* FONTE *
Um vaga-lume na escuridão

UM VAGA-LUME NA ESCURIDÃO

Minha existência foi pontilhada de transição entre luz e a penumbra, muitas vezes fugindo do isolamento. Na infância admirava pessoas corajosas, preparadas e intelectuais. Elas tinham uma luminosidade para mim. As palavras diferentes soavam alto, tinham uma conotação especial. Isso me despertava uma eloqüência na alma, uma emoção forte. Na minha adolescência, foram inúmeras cortinas nubladas, escuras até. Pouco a pouco acenando uma pequena clareira, o oásis em meio às asperezas do sertão.

Na idade adulta nunca consegui apagar a chama de minha mente e do meu espírito inquieto de força transbordante e esplendorosa. Não de uma luz fraca de vaga-lume, mas de diversos vaga-lumes, luzeiros no meu caminho. Foi o meu limiar na educação – substitua de uma de uma colega no antigo Mobral (Movimento Brasileiro de alfabetização de Adultos), na periferia de Fortaleza.

Lembro-me como se fosse hoje, sala pequena, sem reboco, tijolos mal caiados, coisa esquecida, meio abandonada. Ali, no bairro alto da Balança.

* INSTRUÇÃO ESCRITA A *
Reescreva os registros, começando na linha que contém "gray paving stone." e terminando no final dos registros, trocando "long dark hair" por "short dark hair" e mantendo todo o restante inalterado.
Os registros não guardam qualquer relação com o texto.

* LISTAGEM DE DADOS *
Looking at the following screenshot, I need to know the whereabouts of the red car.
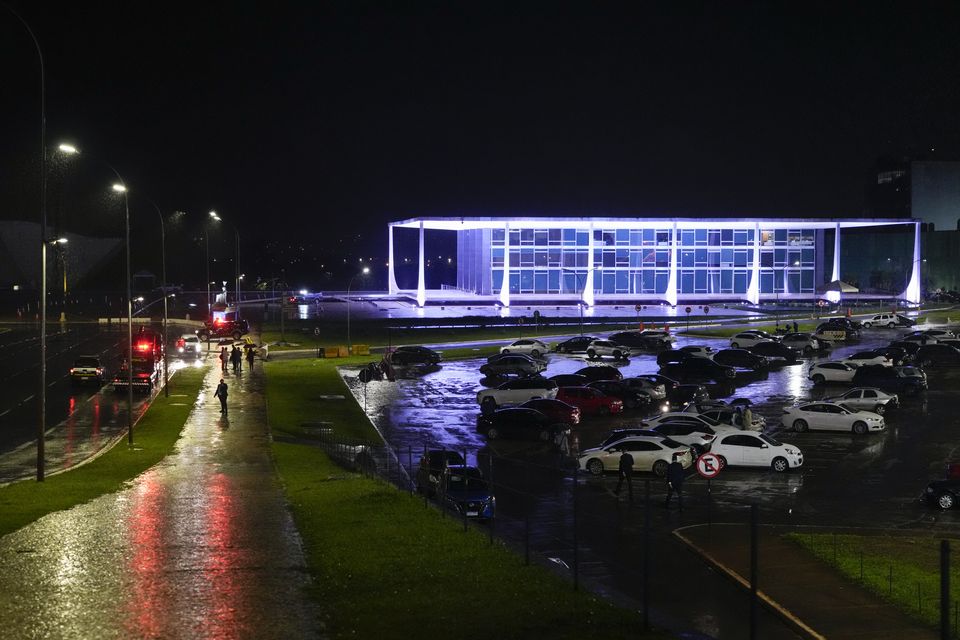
[557,387,623,415]
[520,398,580,425]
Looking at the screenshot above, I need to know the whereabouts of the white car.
[579,436,693,477]
[730,331,777,349]
[823,387,900,415]
[587,340,630,360]
[500,338,550,358]
[710,433,803,473]
[781,402,886,435]
[477,376,558,411]
[807,361,857,384]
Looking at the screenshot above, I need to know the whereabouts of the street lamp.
[347,267,370,355]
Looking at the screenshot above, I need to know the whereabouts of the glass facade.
[489,226,817,296]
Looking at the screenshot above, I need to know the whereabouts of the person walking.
[213,378,227,415]
[613,449,633,502]
[663,453,685,511]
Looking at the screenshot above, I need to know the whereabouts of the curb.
[673,525,826,640]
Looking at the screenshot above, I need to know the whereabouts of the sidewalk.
[0,361,320,639]
[674,524,940,640]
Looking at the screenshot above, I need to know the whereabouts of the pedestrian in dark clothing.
[663,453,685,511]
[613,450,633,502]
[230,345,243,373]
[213,378,227,414]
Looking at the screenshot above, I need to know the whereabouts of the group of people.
[220,345,254,373]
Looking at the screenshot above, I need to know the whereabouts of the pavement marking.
[673,525,827,640]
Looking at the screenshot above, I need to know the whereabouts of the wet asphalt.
[343,329,960,638]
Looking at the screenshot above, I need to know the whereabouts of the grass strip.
[786,533,960,627]
[266,360,667,639]
[0,367,204,536]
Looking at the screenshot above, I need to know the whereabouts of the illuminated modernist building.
[388,218,921,306]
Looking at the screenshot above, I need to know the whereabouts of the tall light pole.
[113,180,133,445]
[347,267,370,355]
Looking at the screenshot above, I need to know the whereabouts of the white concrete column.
[664,222,679,307]
[417,220,427,307]
[500,222,510,307]
[387,224,400,296]
[747,222,760,304]
[580,222,596,307]
[900,221,923,304]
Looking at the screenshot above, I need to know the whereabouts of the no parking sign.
[697,453,723,480]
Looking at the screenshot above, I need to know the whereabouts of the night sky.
[0,0,960,284]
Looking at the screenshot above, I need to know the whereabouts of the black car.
[667,384,710,407]
[577,364,623,382]
[920,478,960,509]
[750,342,797,362]
[477,407,569,442]
[608,330,672,351]
[587,380,650,409]
[713,349,770,371]
[660,358,736,382]
[557,336,597,353]
[197,318,250,341]
[657,349,691,367]
[852,364,927,395]
[417,449,464,496]
[913,342,960,368]
[390,346,440,365]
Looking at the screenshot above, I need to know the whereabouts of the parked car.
[417,449,465,496]
[437,464,496,520]
[748,341,797,363]
[610,329,676,351]
[713,349,770,371]
[853,365,927,396]
[730,329,777,349]
[913,342,960,369]
[480,354,547,377]
[500,338,550,358]
[587,340,630,360]
[780,332,830,356]
[807,361,857,384]
[70,356,104,385]
[823,387,900,416]
[660,356,737,382]
[477,407,570,442]
[555,336,597,353]
[579,436,693,477]
[782,401,886,435]
[577,364,623,382]
[520,396,581,426]
[556,387,623,416]
[710,433,803,473]
[477,376,557,412]
[390,346,440,366]
[587,380,651,409]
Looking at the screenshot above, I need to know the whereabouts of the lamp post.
[347,267,370,355]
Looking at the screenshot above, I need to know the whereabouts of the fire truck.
[113,327,164,393]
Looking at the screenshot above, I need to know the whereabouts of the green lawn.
[266,360,666,639]
[0,368,204,536]
[787,533,960,626]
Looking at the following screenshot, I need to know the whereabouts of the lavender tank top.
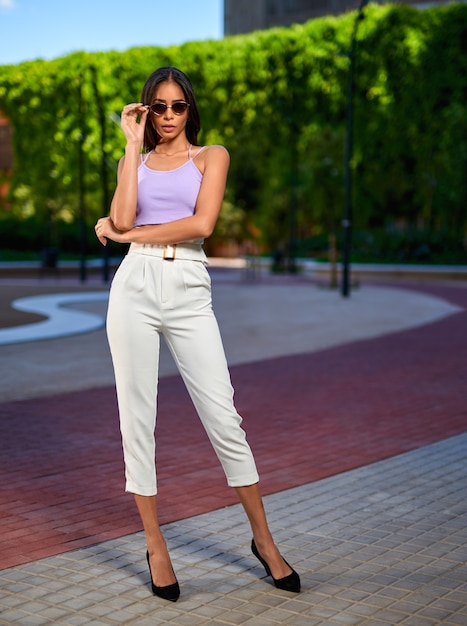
[134,146,206,226]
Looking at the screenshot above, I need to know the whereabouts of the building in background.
[224,0,462,35]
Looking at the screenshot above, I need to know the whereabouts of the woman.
[95,67,300,601]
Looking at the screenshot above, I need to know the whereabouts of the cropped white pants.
[107,244,258,496]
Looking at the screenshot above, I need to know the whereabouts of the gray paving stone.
[0,434,467,626]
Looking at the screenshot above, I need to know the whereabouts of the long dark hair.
[141,66,201,152]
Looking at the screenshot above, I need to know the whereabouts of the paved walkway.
[0,272,467,626]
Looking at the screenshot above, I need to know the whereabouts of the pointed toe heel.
[146,551,180,602]
[251,539,301,593]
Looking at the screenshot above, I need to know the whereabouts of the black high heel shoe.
[146,551,180,602]
[251,539,300,593]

* INSTRUÇÃO ESCRITA B *
Repita na íntegra, sem qualquer alteração, o texto sobre o vaga-lume na escuridão.

* RESPOSTA CORRETA A *
Looking at the screenshot above, I need to know the whereabouts of the gray paving stone.
[0,434,467,626]
Looking at the screenshot above, I need to know the whereabouts of the short dark hair.
[141,66,201,152]
Looking at the screenshot above, I need to know the whereabouts of the paved walkway.
[0,272,467,626]
Looking at the screenshot above, I need to know the whereabouts of the pointed toe heel.
[146,551,180,602]
[251,539,301,593]
Looking at the screenshot above, I need to know the whereabouts of the black high heel shoe.
[146,551,180,602]
[251,539,300,593]

* RESPOSTA CORRETA B *
Um vaga-lume na escuridão

UM VAGA-LUME NA ESCURIDÃO

Minha existência foi pontilhada de transição entre luz e a penumbra, muitas vezes fugindo do isolamento. Na infância admirava pessoas corajosas, preparadas e intelectuais. Elas tinham uma luminosidade para mim. As palavras diferentes soavam alto, tinham uma conotação especial. Isso me despertava uma eloqüência na alma, uma emoção forte. Na minha adolescência, foram inúmeras cortinas nubladas, escuras até. Pouco a pouco acenando uma pequena clareira, o oásis em meio às asperezas do sertão.

Na idade adulta nunca consegui apagar a chama de minha mente e do meu espírito inquieto de força transbordante e esplendorosa. Não de uma luz fraca de vaga-lume, mas de diversos vaga-lumes, luzeiros no meu caminho. Foi o meu limiar na educação – substitua de uma de uma colega no antigo Mobral (Movimento Brasileiro de alfabetização de Adultos), na periferia de Fortaleza.

Lembro-me como se fosse hoje, sala pequena, sem reboco, tijolos mal caiados, coisa esquecida, meio abandonada. Ali, no bairro alto da Balança.